[Directive]: Faithfully return all lines, omitting every embedded picture.

[Exercise material]:
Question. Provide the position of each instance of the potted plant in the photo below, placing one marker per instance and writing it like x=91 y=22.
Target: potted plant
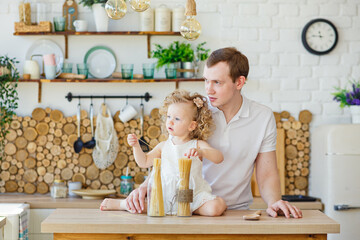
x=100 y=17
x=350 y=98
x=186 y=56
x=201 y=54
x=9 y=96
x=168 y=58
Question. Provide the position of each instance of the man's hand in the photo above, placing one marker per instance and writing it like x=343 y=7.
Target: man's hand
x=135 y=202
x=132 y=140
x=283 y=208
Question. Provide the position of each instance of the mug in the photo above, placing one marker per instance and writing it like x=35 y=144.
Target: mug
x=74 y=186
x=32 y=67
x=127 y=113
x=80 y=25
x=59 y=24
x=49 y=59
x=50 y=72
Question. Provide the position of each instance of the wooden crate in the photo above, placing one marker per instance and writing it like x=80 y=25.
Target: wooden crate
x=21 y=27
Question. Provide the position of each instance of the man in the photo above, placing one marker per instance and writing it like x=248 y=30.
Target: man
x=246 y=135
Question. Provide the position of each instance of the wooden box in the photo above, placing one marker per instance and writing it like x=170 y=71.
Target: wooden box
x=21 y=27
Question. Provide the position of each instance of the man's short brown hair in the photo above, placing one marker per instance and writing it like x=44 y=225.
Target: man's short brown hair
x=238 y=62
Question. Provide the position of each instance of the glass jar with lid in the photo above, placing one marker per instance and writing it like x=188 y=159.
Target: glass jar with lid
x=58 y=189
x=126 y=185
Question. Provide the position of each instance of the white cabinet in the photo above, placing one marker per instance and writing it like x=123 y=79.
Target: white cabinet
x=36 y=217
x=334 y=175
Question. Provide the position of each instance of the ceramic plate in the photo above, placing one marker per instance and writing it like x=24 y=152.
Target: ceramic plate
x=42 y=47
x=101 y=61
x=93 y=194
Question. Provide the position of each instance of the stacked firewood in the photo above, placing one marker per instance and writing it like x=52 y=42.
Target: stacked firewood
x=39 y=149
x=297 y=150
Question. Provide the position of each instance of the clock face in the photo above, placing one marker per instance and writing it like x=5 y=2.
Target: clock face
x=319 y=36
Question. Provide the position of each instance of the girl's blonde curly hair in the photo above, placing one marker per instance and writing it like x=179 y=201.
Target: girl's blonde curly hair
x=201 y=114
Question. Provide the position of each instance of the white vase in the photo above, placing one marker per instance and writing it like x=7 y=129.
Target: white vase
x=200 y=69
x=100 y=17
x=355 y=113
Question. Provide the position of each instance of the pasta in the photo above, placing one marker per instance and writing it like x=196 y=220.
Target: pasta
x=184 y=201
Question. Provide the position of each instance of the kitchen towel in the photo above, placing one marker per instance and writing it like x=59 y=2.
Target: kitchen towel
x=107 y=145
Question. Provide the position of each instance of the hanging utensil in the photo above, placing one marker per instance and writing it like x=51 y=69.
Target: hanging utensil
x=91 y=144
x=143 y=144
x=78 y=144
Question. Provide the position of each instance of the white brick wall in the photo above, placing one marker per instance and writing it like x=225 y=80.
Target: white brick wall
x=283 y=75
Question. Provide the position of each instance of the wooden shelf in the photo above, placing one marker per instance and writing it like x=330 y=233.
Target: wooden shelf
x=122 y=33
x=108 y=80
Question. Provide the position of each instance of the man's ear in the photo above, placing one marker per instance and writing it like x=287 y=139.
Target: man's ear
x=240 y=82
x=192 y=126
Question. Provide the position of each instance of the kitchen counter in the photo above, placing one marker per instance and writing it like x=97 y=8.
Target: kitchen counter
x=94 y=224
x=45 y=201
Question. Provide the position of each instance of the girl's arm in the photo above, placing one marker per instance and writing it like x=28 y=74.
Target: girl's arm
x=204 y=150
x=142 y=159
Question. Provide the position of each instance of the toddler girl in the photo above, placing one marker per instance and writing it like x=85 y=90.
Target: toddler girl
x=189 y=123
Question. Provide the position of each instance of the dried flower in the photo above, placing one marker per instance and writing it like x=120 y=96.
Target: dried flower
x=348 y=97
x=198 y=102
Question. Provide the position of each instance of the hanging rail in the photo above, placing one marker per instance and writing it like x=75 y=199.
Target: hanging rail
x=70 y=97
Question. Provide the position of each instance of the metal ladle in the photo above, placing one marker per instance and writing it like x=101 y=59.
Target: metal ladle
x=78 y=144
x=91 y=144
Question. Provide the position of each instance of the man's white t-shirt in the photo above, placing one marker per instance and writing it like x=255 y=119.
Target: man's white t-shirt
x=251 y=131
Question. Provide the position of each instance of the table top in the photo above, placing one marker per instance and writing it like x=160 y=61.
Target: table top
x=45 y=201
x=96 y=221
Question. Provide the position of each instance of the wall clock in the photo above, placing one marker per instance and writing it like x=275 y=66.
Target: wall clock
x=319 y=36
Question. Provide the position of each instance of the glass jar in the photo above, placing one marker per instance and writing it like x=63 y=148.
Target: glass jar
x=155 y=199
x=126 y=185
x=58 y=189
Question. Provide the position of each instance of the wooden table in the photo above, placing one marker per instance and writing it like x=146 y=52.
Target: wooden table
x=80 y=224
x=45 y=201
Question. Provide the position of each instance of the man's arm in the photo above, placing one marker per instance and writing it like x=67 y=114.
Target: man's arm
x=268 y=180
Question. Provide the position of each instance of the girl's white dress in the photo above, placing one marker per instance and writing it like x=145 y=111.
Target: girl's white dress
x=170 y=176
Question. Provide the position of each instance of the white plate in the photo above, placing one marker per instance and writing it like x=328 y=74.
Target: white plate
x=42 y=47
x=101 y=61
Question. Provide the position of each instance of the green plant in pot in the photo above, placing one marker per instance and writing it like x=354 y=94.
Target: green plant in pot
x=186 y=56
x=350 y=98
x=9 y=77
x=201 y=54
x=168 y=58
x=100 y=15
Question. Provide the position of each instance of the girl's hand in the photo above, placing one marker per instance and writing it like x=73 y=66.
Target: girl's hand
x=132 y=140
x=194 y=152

[Reply]:
Question. Provide the position of each instance of the potted plant in the photo below, placing one marker per instance and writing it like x=91 y=22.
Target: potted plant
x=100 y=17
x=350 y=98
x=186 y=56
x=201 y=54
x=9 y=96
x=168 y=58
Question. Provide the position of each instance of the man's hand in the photo above, placing one marker per instance and writing it like x=343 y=7.
Target: man's hand
x=135 y=202
x=132 y=140
x=283 y=208
Question. Provide the position of each instance of the mug in the photo above, placing one marker per instance and writing it like x=35 y=144.
Target: mug
x=74 y=186
x=32 y=67
x=127 y=113
x=80 y=25
x=59 y=24
x=49 y=59
x=50 y=72
Question. Provide the position of each instance of the wooden crate in the photo above, placing one marker per instance and writing it like x=80 y=25.
Target: wooden crate
x=21 y=27
Question. Provide the position of each instance of the man in the photo above, placing one marker per instance and writing it like x=248 y=30.
Target: man
x=246 y=135
Question. Provide the position of each instance of the wooden box in the photo above, placing one marker per instance and writing it like x=170 y=71.
Target: wooden box
x=21 y=27
Question. Provide the position of each instance of the man's short brown hair in the photo above, placing one marker per instance and writing it like x=44 y=225.
Target: man's short brown hair
x=238 y=62
Question. Provide the position of each instance of the glass jar with lid in the photo above, placing one marker per instance and writing it like x=188 y=159.
Target: glass jar with lid
x=58 y=189
x=126 y=185
Question. Provide the position of each instance of the white cabinet in the photo above, placing one marker per instance and writing it like x=123 y=79.
Target: white cabinet
x=36 y=217
x=334 y=175
Question. Provide the position of each instance of the ceramic plate in the photo above, placing one marker per instance and writing it like x=24 y=152.
Target: ceramic plate
x=42 y=47
x=101 y=61
x=93 y=194
Question. Provide the position of each instance of the stacked firewood in the photo above, placing one marker per instance and writing it like x=52 y=42.
Target: stacked firewood
x=39 y=149
x=297 y=150
Question. Provide the position of each instance of the clock face in the photo above, placing one marker per instance and writing it like x=5 y=2.
Target: clock face
x=319 y=36
Question. Provide the position of each instance of the girl's blonde curly hair in the photo above, placing one marker per instance and writing it like x=179 y=201.
Target: girl's blonde curly hair
x=201 y=114
Question. Provide the position of each instance of the white vase in the photo above, placing one marker per instance and writing it like x=7 y=129.
Target: white vase
x=200 y=69
x=100 y=17
x=355 y=113
Question. Provide the position of each instance of the pasta in the photo above, placing one marker per instance and writing it like x=196 y=220.
Target: pasta
x=184 y=201
Question. Provide the position of each instance of the kitchen towel in the photo above, placing one marker per instance and writing it like x=59 y=2.
Target: kitchen towel
x=107 y=145
Question. Provide the position of each instance of the hanging utensil in the photo above, placing one marker per instance and writing it like x=51 y=69.
Target: hanging utensil
x=91 y=144
x=143 y=144
x=78 y=144
Question. Provide the position of each instance of the white brick wall in the photo above, placing one marker per instance and writing it like x=225 y=80.
Target: white brick wall
x=283 y=75
Question. Provide the position of each instance of the wooden shelf in the photo above, placing one marker per instance and writing it like x=330 y=233.
Target: wooden shelf
x=122 y=33
x=108 y=80
Question. Provide the position of each instance of the man's ear in the photo above, placing one marker per instance and writing it like x=287 y=139.
Target: man's ear
x=240 y=82
x=192 y=126
Question. Provide the position of each instance of the kitchen counter in the photo above, placing one marker per instance and writing it like x=97 y=8.
Target: kitchen counter
x=94 y=224
x=45 y=201
Question. Provide the position of each instance of the girl's arm in the photo above, placing one marker per instance and writing it like x=28 y=74.
Target: girl's arm
x=204 y=150
x=142 y=159
Question. Provide the position of each instance of the toddler girl in the photo above, placing one marker per instance and writing it like x=85 y=90.
Target: toddler girl
x=189 y=123
Question. Provide the position of each instance of the dried flower in the photo above, placing one marker per instance and writing it like x=120 y=96.
Target: dried flower
x=348 y=97
x=198 y=102
Question. Provide the position of each instance of the hanging rail in the photo above, placing one marker per instance and writing it like x=75 y=199.
Target: hanging rail
x=70 y=97
Question. Provide the position of each instance of the metal ladle in the photo above, placing one marker per instance and writing it like x=101 y=59.
Target: metal ladle
x=78 y=144
x=91 y=144
Question. Provide the position of each instance of the man's white t-shirt in the photo above, placing one marker per instance and writing it like x=255 y=119.
Target: man's white t-shirt
x=251 y=131
Question. Provide the position of each instance of the table top in the photo above, placing one marker per instance and writing it like x=160 y=61.
Target: table top
x=45 y=201
x=96 y=221
Question. Provide the position of each instance of the wall clock in the photo above, placing one marker per instance and writing it like x=275 y=66.
Target: wall clock
x=319 y=36
Question. Provide the position of each instance of the glass jar in the photo above, placing one marker per instance and writing it like x=63 y=148.
Target: glass jar
x=155 y=199
x=126 y=185
x=58 y=189
Question. Provide the position of each instance of the wooden table in the photo above, placing one marker per instance and writing it like x=146 y=52.
Target: wooden table
x=80 y=224
x=45 y=201
Question. Provide the position of each instance of the man's arm in the photo above, placing one marker per instance and writing it like x=67 y=114.
Target: man's arm
x=268 y=180
Question. Provide the position of each instance of the girl's white dress in the photo above, placing one marker per instance and writing it like x=145 y=111.
Target: girl's white dress
x=170 y=176
Question. Provide the position of each instance of the white plate in the photo above, placing one marker per instance and writing it like x=328 y=74.
Target: white plate
x=42 y=47
x=101 y=61
Question. Provide the position of each instance of the green plant in pot in the photo above, placing one marker per instance and writing it like x=354 y=94.
Target: green plant in pot
x=186 y=56
x=350 y=98
x=9 y=77
x=201 y=54
x=168 y=58
x=100 y=15
Question. Provide the position of each instance of the girl's hand in the photo above, placing one marker per instance and writing it like x=73 y=66.
Target: girl's hand
x=132 y=140
x=194 y=152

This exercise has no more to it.